**Problem description:** Rewrite the listing below, switching each "Could you point to" to "Can you mark" and keeping everything else the same.

**Excerpted data:**
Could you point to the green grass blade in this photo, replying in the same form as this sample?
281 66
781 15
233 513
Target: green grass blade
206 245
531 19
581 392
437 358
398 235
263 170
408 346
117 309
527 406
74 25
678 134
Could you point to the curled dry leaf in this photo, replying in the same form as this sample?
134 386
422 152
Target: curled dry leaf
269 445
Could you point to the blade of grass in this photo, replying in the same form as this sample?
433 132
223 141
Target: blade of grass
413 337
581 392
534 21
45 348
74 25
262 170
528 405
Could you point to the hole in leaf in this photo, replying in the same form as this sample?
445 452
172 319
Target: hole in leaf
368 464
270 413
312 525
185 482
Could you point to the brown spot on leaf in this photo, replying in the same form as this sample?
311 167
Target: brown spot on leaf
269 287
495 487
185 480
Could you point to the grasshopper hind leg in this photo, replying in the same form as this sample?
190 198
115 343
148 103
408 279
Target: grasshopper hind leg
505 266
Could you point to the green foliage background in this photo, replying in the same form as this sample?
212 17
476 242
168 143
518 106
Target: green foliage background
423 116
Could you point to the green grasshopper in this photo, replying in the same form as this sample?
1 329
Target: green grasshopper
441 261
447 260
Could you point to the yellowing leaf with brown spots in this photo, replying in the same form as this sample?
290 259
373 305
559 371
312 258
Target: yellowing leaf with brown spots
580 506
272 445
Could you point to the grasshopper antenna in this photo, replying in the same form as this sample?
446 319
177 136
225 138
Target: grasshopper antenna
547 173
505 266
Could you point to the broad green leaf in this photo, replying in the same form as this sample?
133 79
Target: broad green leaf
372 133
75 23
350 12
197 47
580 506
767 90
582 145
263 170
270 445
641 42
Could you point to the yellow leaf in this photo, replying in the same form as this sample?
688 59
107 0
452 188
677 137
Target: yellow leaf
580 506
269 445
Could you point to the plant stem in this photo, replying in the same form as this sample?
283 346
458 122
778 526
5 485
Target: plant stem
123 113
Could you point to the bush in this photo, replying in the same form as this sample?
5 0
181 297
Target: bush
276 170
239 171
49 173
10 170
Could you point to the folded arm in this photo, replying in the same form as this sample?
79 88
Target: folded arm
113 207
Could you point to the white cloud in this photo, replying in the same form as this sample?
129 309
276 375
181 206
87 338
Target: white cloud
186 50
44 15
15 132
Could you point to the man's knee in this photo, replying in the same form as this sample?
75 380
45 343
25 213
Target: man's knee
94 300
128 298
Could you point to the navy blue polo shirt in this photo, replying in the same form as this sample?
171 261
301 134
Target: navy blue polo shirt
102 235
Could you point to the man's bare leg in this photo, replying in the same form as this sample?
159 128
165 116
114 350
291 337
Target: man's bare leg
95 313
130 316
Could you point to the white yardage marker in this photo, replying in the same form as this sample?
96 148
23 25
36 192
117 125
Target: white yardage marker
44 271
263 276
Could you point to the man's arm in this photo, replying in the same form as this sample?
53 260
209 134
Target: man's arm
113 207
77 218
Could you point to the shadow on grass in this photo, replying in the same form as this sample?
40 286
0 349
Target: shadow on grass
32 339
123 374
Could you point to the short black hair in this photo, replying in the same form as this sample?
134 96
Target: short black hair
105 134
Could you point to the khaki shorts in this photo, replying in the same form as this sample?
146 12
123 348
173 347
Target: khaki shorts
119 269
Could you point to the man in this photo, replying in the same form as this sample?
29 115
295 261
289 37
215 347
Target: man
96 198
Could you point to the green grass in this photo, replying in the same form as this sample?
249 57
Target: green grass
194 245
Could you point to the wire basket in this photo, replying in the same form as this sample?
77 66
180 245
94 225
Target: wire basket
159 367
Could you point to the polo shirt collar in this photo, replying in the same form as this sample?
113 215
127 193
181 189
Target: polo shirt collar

**Output:**
Can you mark the green grass blade in this photo, replying in the same form as this sample?
281 66
781 15
233 513
Target: green grass blade
206 245
531 19
581 392
437 358
398 235
263 170
408 346
117 309
527 406
74 25
678 134
Can you mark the curled dry leaf in this photo, replying in the same form as this sample?
134 386
422 152
Target: curled dry leaf
269 445
Can you mark the blade of grass in this photo, replying in the same form as this sample?
433 132
223 141
Target: blade of grass
413 337
581 392
534 21
45 348
74 25
262 170
528 405
Can you mark the hole in leaf in this photo, replying in the same form as this sample?
445 452
172 319
Target: hole in leaf
368 464
270 413
312 525
185 482
Can you mark the brown spot on leaf in this photo, replying in the same form as this sample?
311 167
Target: brown spot on leaf
269 287
495 487
185 480
Can you mark the grasshopper hind leg in this photo, replying in the same form as this sample?
190 198
115 343
148 103
408 279
Target: grasshopper hind leg
505 266
Can you mark the green foliage background in this photo, replying in the same form as this sample?
212 17
476 242
168 143
518 106
Target: green foliage background
423 116
Can you mark the green grasshopper in this photo, replying in the same form as this sample?
1 329
Target: green grasshopper
441 261
447 260
Can you mark the yellowing leaf with brown spots in this photo, replying in the same form as this sample?
290 259
373 305
559 371
312 258
Target: yellowing leaf with brown spots
580 506
272 445
Can you mark the grasshopper antenna in this photo, replying in the same form as this sample?
446 319
177 136
225 138
Target: grasshopper antenna
547 173
505 266
Can you mark the broad green leaf in this photo, replying in the same form as this sample?
133 79
Target: broad green leaf
372 133
75 23
350 12
197 47
580 506
767 90
582 145
263 170
270 445
641 42
Can you mark the yellow leaf in this photo, replying in the same form as this sample?
688 59
107 0
452 188
677 137
Target: yellow leaf
580 506
269 445
Can you mark the plant stem in this photo, replying in the same form as this sample?
283 346
458 122
778 526
5 485
Target: plant stem
123 113
Can you mark the bush in this photo, replying in the same form as this sample?
5 0
181 297
Target: bush
276 170
239 171
49 173
10 170
Can you mark the folded arm in this photo, replying in the same form as this sample?
79 88
Target: folded arm
113 207
Can you mark the white cloud in this photo, replying in the same form as this sample?
129 309
276 375
181 206
87 338
Target: white cloud
186 50
44 15
15 132
Can you mark the man's knee in this photo, replying in the same form as this sample?
75 380
45 343
25 213
Target: man's knee
94 300
128 298
Can you mark the navy blue polo shirt in this photo, replying in the same form as this sample?
171 261
301 134
Target: navy blue polo shirt
102 235
Can you mark the man's bare leg in this photo, replying in the same form as this sample?
159 128
165 116
114 350
291 337
Target: man's bare leg
95 313
130 316
Can you mark the white yardage marker in this photo, replying in the same form as this sample?
96 148
23 25
36 192
117 125
Target: white yardage marker
44 271
263 276
Can you mark the man's arm in this photo, replying in the same form as this sample?
53 260
209 134
Target: man's arm
113 207
77 218
Can you mark the shadow on grass in this photo, replying in the same form as this sample?
40 286
0 349
Target: shadow on grass
32 339
123 374
Can you mark the short black hair in this photo, replying in the same form as this sample?
134 96
Target: short black hair
105 134
Can you mark the khaki shorts in this photo, replying in the same form as this sample?
146 12
123 348
173 347
Target: khaki shorts
119 269
Can you mark the man in this photo, replying in the same form as this sample?
29 115
295 261
289 37
215 347
Target: man
96 198
Can you mark the green grass in this photo, replying in the same form as this sample?
249 57
Target: green grass
194 245
Can you mark the wire basket in this photo, replying in the same form as this sample?
77 66
180 245
94 225
Target: wire basket
159 367
Can you mark the polo shirt collar in this photo, replying in the same form as this sample?
113 215
127 193
181 189
Target: polo shirt collar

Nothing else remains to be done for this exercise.